Short task
Pick out every line of the records below that contains the word "please", and copy each such line. Case counts.

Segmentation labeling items
+ + + +

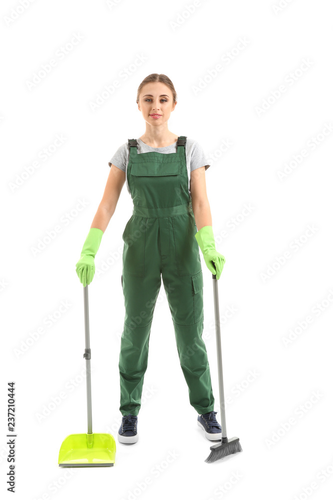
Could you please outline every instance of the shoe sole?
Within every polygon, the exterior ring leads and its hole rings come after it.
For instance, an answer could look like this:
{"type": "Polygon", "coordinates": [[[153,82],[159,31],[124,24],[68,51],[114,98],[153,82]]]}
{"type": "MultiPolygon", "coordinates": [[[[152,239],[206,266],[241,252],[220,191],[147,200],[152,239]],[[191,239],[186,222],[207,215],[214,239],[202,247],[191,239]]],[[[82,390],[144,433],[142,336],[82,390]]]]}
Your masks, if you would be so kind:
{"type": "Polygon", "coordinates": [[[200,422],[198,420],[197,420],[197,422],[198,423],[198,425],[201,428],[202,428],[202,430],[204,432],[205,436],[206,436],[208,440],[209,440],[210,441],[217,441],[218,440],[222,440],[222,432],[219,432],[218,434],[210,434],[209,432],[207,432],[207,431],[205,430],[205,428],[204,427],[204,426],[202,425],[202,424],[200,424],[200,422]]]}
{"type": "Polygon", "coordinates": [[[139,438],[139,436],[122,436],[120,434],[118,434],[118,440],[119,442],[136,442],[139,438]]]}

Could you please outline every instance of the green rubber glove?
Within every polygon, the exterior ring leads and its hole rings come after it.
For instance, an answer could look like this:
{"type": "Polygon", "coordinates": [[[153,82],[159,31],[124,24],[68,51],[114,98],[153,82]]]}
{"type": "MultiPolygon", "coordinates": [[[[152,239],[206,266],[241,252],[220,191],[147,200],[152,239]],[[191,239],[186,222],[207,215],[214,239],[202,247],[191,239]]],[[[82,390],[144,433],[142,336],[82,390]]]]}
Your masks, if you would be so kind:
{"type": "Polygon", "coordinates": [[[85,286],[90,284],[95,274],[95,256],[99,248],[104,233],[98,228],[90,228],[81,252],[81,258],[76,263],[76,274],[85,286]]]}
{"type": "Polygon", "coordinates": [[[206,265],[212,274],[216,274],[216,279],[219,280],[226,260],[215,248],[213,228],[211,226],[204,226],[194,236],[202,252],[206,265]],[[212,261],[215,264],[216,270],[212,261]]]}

+ + + +

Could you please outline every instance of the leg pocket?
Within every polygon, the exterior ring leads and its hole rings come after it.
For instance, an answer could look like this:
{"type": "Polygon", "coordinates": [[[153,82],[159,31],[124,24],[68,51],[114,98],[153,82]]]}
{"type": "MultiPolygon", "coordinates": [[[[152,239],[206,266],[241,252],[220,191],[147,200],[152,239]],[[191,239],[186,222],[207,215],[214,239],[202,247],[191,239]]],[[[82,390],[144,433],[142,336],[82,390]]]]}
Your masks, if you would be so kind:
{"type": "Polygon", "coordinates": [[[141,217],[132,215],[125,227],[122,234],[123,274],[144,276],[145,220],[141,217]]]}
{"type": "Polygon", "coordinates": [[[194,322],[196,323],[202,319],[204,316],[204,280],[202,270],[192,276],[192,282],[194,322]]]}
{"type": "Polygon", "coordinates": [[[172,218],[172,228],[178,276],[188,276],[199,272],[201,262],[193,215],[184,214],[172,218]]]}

+ + + +

Written response
Could you please outline every instance of the shoe sole?
Could you please outline every instance of the green rubber glove?
Could you please outline every instance of the leg pocket?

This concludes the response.